# ACTIVITY A:
In the blog post, rewrite the passage between "1. Memory. My" and "me to no end.", inclusive, changing "Jeep" to "car".
# ACTIVITY B:
For each statement, decide whether it agrees with the blog post. Answer yes or no and quote the words from the blog post that settle it.
(i) The writer has mowed the grass three times in the last 10 days.
(ii) The writer's memory was once very strong.
(iii) The Joe Walsh song played for almost nine minutes.
# ACTIVITY C:
Pick up the blog post where it ends and continue it.

# PAGE TEXT:
------------------------------
Instead of sweating my ass off in a Jeep with the windows open hoping to catch a breeze, I was behind the wheel of a ’91 Chevy Cavalier, its paint peeling, and seat frames welded something close to upright. I was beating the hell out of that old car on 4×4 trails, and running it flat out across railroad crossings to see if we could get all four tires off the ground, and planting it high center on a snow bank when I though I could pass a coal truck on snow covered roads. I was riding shotgun in an ’81 Camaro – you know, the kind with the side pipes and blue light in the dash.

For those almost nine minutes, Joe Walsh blazed forth one of the definitive songs of my youth misspent in pool halls and arcades and at backyard bonfires and some of the tamest house parties you could possibly imagine. For a couple of minutes rolling at dead slow along Route 40 in Havre de Grace this afternoon, we got the whole band back together and we were young and brilliant and brave and foolish again with a whole wide world stretching out ahead. Those were some times, man.

The universe couldn’t have picked a better time for a reminder that it really has been good (so far).

What Annoys Jeff this Week?

1. Memory. My memory isn’t what it was. Although it was never particularly strong, I find I need to write down ideas more quickly now than before. At least twice this week while driving I had ideas that passed the “this would be something good to write about” test. Sadly between the time I had that good idea and when I safely parked the Jeep, the thought had completely flown. It seems I’m going to have to start sending voice notes to myself just to stay on top of random thoughts throughout the day – and *that* is a thought that annoys me to no end.

2. Rain. Enough with the goddamned rain already. I’ve had to mow the grass three times in the last 10 days just to keep the place from being completely overrun. I’m not looking to turn the mid-Atlantic into a desert or anything, but a little moderation would go a tremendous way towards letting the yard be something other than a muddy hot mess.
------------------------------
# RAW DATA:
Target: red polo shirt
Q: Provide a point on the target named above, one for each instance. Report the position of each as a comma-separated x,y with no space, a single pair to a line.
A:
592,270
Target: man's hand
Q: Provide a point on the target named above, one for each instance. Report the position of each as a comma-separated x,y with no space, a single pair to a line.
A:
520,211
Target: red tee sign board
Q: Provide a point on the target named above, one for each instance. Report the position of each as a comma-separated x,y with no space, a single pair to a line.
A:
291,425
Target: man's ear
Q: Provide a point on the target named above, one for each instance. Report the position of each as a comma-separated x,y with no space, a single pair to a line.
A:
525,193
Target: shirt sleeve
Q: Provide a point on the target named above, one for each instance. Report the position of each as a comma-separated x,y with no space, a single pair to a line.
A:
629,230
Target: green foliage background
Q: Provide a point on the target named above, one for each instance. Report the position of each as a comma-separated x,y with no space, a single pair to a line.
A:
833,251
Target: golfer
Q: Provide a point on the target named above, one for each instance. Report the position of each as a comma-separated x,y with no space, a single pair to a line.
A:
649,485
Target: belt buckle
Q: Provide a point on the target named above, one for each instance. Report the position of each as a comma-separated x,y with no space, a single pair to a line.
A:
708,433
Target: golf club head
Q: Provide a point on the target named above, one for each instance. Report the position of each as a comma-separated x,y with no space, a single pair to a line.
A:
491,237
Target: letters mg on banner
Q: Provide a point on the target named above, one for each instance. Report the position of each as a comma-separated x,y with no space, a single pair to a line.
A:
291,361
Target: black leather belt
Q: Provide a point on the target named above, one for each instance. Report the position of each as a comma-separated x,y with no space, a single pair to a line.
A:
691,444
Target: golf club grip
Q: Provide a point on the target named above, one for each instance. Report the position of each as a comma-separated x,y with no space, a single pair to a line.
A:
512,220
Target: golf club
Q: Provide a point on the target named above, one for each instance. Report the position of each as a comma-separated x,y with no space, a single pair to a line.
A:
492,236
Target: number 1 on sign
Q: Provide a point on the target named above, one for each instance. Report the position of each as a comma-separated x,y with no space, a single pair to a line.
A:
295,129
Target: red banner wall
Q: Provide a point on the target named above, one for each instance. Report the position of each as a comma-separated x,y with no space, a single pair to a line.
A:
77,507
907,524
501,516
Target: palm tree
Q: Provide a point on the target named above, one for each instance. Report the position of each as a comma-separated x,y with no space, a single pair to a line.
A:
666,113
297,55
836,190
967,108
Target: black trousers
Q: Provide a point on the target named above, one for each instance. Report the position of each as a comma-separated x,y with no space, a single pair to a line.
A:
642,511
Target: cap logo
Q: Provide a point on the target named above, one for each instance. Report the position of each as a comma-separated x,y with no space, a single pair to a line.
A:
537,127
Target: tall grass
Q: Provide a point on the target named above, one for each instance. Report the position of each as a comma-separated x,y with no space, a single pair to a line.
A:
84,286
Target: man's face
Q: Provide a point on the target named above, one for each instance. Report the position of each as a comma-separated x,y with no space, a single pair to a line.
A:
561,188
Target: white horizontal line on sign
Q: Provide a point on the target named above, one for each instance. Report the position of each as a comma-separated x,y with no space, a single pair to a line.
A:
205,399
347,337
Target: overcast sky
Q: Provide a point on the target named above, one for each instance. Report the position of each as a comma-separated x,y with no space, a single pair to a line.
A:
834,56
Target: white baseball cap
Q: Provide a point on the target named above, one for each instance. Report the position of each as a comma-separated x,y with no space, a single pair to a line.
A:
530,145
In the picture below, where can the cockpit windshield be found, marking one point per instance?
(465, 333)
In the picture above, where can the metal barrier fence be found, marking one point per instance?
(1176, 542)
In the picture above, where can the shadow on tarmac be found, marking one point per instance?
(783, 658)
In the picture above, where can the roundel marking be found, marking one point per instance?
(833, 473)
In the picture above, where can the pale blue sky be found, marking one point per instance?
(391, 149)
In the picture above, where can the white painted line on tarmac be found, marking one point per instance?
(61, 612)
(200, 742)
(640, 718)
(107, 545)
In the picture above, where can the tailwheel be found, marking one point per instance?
------------------------------
# ANSWER BOX A:
1. Memory. My memory isn’t what it was. Although it was never particularly strong, I find I need to write down ideas more quickly now than before. At least twice this week while driving I had ideas that passed the “this would be something good to write about” test. Sadly between the time I had that good idea and when I safely parked the car, the thought had completely flown. It seems I’m going to have to start sending voice notes to myself just to stay on top of random thoughts throughout the day – and *that* is a thought that annoys me to no end.

# ANSWER BOX B:
(i) Yes: "I’ve had to mow the grass three times in the last 10 days"
(ii) No: "Although it was never particularly strong"
(iii) Yes: "For those almost nine minutes, Joe Walsh blazed forth one of the definitive songs of my youth"

# ANSWER BOX C:
3. Thoughtcrime. I’ve come to the conclusion that despite what good it may also bring, social media is essentially toxic – or at least it has become toxic at the hands of its users. Wide swaths on the left and right are committed to their ideal of thought purity where anyone expressing any except the conventional and sanctioned opinion must be set upon and beaten down by one side or the other. Deviate from approved goodthink and the thinkpol will be johnny-on-the-fucking-spot to make you pay for it. There’s no interest in rational discussion or differing opinion. Thoughtcrime must be rectified until goodthink prevails. At the risk of being declared an unperson in the eyes of social media, I’ll continue to live my ownlife. To do otherwise in the face of popular adherence to minitrue orthodoxy is cowardly and fundamentally doubleplusungood.

The week…

This week is something of a scheduling oddity due to a confluence of unrelated events. It features a federal holiday, a telework day, ​half a day off for a dental appointment, and day of annual leave “just because.” That leaves exactly 1.5 days of time physically spent in the office. On one hand, of course, that feels like 1.5 days too many, but on the other it feels like just about right amount.

Of all the things I bitch about you’ll very rarely find the amount of time off I have in my hip pocket making the top 50, let alone the top ten. I know exactly how lucky I am to have that big beautiful stack of vacation days and sick leave sitting there waiting for me to use them.

Right now I’m making up lost ground to tend to appointments I didn’t have time to make in the first four months of the year and burning off days here and there to do things that are just more easily accomplished on weekdays than weekends. After the planned 5-day 4th of July weekend, the burn rate will settled down to a more sustainable rate for a few months. I suppose every week can’t be exceptionally short.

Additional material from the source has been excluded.